Selected extract:
[Start of Attachment]

Neandertals lived in western Eurasia until about 40,000 years ago. Before they became extinct, they interbred with modern humans and contributed genetic variants to present-day people. We study the effects of such variants to gain insights into their medical and other consequences today.
The hormone progesterone is important for preparing the uterine lining for egg implantation and for maintaining the early stages of pregnancy. The gene encoding the progesterone receptor carries Neandertal variants. We showed that carriers of the Neandertal variants express higher levels of the receptor. The carriers experience less bleedings during early pregnancy and fewer miscarriages indicating that the Neandertal variants promote fertility (ref. 1).
The sodium channel Nav1.7 is crucial for initiation and conduction of pain signals. In Neandertals, the Nav1.7 protein carried three amino acid substitutions relative to modern humans. We expressed the Nav1.7 proteins carrying all combinations of these substitutions and studied their electrophysiological effects. The Neandertal protein shows reduced inactivation, suggesting that it may cause increased sensitivity to pain. In agreement with this, we find that approximately 0.4% of present-day Britons who carry this Neandertal variant report heightened sensitivity to pain (ref. 2)
3.3 Genetics of COVID-19 severity.
The clinical manifestations of COVID-19, the disease caused by the virus SARS-CoV-2, vary from no or mild symptoms to rapid progression to respiratory failure and death. In addition to risk factors such as advanced age, male sex and some co-morbidities, genetic risk factors influence how severely ill you become upon infection with the virus.
We showed that the greatest genetic risk factor for severe COVID-19 on chromosome 3 is derived from Neandertals. It results in more than a doubling of the risk of requiring intensive care when infected and is carried by up to 65% of people in South Asia but is almost absent in China and Japan (ref. 3). Efforts are currently underway to understand the physiological reasons for the increased risk caused by the Neandertal variants on chromosome 3.
We furthermore showed that genetic variants on chromosome 12 that reduces the risk of becoming severely ill by about 20% also come from Neandertals (ref. 4). These variants are distributed more homogeneously in populations outside Africa and are known to affect defense mechanisms against RNA viruses.
In other projects, we are improving methods to detect the SARS-CoV-2 virus in large numbers of individuals (ref. 6).
4. Publications
4.1 Journals
- Zeberg, H., Kelso, J., & Pääbo, S. The Neandertal progesterone receptor. Molecular Biology and Evolution 37(9), doi.org/10.1093/molbev/msaa119, (2020).
- Zeberg, H., Dannemann, M., Sahlholm, K., Tsuo, K., Maricic, T., Wiebe, V., Hevers, W., Robinson, H. P., Kelso, J., & Pääbo, S. A Neandertal sodium channel increases pain sensitivity in present-day humans. Current Biology 30(17), 3465-3469, doi.org/10.1016/j.cub.2020.06.045 (2020).
- Zeberg, H., & Pääbo, S. The major genetic risk factor for severe COVID-19 is inherited from Neanderthals. Nature 587, 610-612, doi.org/10.1038/s41586-020-2818-3 (2020).

[End of Attachment]

Provided information:
[Start of Attachment]

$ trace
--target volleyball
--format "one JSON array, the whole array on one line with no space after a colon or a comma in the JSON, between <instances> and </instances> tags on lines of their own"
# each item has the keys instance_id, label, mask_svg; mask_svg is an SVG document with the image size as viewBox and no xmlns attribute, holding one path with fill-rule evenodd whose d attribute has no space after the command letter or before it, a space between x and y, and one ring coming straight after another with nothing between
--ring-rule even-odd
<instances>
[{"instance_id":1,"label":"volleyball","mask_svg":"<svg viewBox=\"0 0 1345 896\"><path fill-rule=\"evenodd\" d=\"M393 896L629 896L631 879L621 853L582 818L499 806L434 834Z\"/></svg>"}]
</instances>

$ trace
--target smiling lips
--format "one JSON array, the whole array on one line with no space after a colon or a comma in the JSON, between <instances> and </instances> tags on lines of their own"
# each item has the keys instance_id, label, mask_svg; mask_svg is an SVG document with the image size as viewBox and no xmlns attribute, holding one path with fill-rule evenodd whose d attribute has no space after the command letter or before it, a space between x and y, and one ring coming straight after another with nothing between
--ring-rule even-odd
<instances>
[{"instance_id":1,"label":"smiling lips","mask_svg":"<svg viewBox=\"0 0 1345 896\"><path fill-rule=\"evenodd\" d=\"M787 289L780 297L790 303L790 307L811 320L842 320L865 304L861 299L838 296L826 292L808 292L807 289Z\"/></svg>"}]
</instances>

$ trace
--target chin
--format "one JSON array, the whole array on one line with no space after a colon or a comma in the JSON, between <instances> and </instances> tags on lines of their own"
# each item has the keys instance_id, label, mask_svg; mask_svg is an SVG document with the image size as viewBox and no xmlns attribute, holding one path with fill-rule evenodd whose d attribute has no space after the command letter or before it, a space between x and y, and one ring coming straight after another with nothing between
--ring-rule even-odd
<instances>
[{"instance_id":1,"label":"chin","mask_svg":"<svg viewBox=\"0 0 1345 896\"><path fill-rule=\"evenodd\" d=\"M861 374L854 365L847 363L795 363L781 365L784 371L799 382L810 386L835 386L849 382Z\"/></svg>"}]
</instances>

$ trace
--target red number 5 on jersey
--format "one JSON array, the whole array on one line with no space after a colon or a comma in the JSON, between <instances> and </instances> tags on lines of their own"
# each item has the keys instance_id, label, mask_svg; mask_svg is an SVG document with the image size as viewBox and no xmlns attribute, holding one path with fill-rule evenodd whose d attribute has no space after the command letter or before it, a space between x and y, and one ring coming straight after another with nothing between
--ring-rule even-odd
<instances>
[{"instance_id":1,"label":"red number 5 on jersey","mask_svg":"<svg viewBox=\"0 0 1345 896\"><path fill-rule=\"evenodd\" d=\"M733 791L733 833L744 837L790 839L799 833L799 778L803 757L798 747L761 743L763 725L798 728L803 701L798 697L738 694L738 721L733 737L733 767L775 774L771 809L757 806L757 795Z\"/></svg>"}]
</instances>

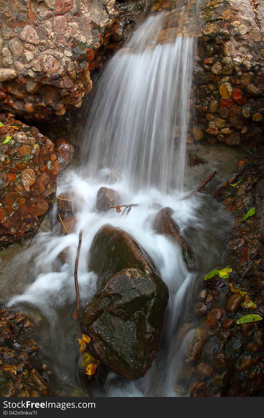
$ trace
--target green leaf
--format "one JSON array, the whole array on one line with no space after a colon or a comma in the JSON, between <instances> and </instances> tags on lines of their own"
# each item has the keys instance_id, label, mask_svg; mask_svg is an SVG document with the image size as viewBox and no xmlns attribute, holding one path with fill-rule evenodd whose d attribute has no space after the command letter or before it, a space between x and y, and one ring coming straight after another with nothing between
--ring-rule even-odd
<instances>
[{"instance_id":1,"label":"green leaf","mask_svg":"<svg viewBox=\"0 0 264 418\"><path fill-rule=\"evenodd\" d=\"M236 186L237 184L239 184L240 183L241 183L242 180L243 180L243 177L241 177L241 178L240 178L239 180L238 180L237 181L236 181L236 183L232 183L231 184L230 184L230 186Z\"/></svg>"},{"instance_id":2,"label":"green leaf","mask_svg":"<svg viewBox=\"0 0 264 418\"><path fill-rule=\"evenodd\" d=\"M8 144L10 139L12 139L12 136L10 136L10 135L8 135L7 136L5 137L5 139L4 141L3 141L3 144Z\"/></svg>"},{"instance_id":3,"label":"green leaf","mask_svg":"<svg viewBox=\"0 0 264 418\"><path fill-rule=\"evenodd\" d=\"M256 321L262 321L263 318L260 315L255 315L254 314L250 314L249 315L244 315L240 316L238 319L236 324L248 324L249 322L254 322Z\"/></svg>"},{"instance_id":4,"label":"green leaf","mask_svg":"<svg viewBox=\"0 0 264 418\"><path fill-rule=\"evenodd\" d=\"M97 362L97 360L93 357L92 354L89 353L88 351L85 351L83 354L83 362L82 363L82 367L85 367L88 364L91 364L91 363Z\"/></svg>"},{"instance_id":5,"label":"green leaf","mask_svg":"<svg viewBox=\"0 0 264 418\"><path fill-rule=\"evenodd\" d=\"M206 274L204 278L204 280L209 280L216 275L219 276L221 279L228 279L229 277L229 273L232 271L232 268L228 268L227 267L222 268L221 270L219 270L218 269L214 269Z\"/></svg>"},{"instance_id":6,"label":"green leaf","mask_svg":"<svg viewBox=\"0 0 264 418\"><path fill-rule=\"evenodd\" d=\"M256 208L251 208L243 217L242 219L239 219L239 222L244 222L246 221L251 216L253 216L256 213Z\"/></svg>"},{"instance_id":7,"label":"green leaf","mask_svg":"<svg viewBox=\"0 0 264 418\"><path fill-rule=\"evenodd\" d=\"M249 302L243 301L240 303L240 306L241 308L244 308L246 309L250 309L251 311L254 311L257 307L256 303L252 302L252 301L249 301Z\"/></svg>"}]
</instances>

[End of Attachment]
[Start of Attachment]

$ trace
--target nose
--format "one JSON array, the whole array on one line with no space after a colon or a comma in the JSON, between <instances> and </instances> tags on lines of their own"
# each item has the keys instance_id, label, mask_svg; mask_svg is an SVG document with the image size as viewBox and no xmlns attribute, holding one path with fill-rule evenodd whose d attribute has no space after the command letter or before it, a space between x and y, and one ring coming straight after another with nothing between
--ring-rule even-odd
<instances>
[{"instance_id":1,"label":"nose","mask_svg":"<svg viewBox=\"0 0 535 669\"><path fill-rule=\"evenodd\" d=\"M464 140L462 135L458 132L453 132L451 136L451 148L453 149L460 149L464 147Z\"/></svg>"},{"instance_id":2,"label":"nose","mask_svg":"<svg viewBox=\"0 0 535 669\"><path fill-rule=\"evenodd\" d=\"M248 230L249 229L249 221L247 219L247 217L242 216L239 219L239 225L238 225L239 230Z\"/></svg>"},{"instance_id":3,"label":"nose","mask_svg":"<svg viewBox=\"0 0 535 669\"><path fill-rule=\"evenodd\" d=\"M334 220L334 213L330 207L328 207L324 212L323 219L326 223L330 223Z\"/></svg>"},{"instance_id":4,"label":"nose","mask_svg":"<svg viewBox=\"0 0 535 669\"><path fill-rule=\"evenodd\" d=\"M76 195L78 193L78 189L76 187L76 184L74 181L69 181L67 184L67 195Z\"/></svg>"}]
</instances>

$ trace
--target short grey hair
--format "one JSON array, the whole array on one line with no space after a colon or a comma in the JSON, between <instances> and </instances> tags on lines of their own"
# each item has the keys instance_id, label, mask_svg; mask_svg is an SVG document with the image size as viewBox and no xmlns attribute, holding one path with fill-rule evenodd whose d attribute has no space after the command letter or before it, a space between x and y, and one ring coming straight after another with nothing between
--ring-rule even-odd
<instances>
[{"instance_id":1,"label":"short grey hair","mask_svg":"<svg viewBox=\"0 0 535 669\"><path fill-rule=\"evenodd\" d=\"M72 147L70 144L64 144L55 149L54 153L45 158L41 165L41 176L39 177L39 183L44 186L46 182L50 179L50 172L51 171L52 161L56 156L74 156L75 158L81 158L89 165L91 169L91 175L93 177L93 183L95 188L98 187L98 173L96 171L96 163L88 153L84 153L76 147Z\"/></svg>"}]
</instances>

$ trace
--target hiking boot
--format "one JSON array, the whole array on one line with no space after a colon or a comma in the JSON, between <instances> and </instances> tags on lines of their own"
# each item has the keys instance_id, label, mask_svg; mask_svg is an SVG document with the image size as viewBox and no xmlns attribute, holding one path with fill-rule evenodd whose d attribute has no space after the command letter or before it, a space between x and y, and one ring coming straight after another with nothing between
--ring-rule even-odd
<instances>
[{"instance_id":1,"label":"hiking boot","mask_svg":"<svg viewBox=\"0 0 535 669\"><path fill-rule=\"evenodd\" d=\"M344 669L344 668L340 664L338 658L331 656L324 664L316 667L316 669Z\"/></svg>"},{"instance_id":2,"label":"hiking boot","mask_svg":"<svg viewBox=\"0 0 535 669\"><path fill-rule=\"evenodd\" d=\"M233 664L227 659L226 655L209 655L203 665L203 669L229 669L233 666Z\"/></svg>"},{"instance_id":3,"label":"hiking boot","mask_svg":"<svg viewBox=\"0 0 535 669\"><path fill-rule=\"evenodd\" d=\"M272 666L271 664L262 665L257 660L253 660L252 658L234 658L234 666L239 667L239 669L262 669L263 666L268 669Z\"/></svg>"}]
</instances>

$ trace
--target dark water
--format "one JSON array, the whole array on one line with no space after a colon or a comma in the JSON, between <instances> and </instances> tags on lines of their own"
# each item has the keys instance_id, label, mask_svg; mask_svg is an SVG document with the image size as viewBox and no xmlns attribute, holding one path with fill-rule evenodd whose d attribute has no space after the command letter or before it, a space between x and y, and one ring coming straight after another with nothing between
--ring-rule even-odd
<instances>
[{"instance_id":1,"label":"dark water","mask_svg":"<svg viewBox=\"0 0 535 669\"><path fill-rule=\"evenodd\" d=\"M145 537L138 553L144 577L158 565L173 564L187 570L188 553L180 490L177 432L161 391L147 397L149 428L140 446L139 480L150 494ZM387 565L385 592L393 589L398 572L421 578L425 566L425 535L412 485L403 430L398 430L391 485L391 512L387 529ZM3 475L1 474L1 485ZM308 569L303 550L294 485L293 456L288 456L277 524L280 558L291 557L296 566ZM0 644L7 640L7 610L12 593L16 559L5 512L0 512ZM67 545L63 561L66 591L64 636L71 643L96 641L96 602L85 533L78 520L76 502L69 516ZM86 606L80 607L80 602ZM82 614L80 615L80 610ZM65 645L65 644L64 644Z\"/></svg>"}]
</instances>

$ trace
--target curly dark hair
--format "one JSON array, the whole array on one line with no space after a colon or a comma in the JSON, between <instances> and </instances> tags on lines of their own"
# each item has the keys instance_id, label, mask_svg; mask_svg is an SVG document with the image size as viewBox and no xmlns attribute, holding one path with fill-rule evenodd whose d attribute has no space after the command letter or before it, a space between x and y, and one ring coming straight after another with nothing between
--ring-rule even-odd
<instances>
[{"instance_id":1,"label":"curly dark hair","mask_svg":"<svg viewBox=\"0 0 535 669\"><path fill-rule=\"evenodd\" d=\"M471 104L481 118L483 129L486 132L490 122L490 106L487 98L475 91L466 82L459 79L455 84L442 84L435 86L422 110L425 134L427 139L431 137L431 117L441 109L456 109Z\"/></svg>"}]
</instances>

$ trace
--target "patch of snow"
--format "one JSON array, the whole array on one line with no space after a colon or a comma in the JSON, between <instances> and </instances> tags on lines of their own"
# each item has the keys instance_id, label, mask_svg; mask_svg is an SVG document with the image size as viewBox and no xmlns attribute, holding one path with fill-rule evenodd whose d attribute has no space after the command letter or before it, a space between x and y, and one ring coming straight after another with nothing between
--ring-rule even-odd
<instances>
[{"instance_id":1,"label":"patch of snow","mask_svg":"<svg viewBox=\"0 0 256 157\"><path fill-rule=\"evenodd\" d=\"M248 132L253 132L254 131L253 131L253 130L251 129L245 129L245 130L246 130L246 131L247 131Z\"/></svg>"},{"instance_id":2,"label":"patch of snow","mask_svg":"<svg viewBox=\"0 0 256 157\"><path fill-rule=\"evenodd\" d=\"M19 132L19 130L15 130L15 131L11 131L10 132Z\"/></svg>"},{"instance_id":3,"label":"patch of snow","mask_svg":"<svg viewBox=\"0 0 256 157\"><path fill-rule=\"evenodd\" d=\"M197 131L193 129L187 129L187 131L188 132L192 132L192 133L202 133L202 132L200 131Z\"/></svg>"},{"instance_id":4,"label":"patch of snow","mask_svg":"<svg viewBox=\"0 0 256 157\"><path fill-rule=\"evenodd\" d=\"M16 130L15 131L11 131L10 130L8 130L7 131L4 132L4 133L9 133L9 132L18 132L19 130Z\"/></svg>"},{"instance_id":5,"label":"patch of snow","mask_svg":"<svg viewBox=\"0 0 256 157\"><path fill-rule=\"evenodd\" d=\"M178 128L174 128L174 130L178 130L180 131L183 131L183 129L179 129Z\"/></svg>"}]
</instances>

[End of Attachment]
[Start of Attachment]

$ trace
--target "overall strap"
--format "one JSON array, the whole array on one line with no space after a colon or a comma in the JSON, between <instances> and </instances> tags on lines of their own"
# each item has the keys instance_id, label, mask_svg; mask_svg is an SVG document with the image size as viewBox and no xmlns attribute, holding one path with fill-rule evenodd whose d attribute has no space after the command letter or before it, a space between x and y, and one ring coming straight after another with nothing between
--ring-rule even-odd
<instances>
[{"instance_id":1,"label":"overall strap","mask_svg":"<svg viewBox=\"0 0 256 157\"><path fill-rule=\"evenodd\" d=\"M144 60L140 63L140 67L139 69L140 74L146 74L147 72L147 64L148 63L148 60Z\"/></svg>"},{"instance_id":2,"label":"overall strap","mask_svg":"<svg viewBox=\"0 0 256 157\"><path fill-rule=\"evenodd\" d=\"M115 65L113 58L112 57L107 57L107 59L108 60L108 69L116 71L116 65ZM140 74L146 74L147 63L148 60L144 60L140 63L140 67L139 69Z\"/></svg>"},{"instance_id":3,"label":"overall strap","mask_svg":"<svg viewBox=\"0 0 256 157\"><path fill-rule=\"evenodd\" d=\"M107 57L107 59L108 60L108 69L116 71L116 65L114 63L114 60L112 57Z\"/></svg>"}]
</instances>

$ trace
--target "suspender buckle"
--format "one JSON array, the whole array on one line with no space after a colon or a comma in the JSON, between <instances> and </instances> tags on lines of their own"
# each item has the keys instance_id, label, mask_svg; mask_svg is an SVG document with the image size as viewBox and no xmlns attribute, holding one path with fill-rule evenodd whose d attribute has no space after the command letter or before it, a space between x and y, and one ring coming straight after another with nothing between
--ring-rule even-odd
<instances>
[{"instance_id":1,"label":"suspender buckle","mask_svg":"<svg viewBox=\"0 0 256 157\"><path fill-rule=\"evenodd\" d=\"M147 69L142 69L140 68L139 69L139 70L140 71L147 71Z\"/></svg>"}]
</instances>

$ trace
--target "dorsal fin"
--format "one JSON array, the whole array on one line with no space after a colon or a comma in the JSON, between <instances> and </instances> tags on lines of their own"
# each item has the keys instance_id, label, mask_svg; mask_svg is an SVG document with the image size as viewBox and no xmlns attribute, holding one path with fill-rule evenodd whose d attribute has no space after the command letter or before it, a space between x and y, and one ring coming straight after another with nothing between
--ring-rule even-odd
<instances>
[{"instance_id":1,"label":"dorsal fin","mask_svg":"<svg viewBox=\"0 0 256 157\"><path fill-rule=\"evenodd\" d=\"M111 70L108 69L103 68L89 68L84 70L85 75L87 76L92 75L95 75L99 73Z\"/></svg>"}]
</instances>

[End of Attachment]

Task list:
A: Answer these questions from the Neandertal variants text:
(i) How many amino acid substitutions did the Neandertal Nav1.7 protein carry relative to modern humans?
(ii) By about how much do the Neandertal variants on chromosome 12 reduce the risk of becoming severely ill?
(iii) Up to what share of people in South Asia carry the chromosome 3 risk factor for severe COVID-19?
B: Reproduce word for word the part of the Neandertal variants text that opens with the words "The sodium channel" and closes with the words "of COVID-19 severity.".

Answers:
A:
(i) Three.
(ii) About 20%.
(iii) Up to 65%.

B:
The sodium channel Nav1.7 is crucial for initiation and conduction of pain signals. In Neandertals, the Nav1.7 protein carried three amino acid substitutions relative to modern humans. We expressed the Nav1.7 proteins carrying all combinations of these substitutions and studied their electrophysiological effects. The Neandertal protein shows reduced inactivation, suggesting that it may cause increased sensitivity to pain. In agreement with this, we find that approximately 0.4% of present-day Britons who carry this Neandertal variant report heightened sensitivity to pain (ref. 2)
3.3 Genetics of COVID-19 severity.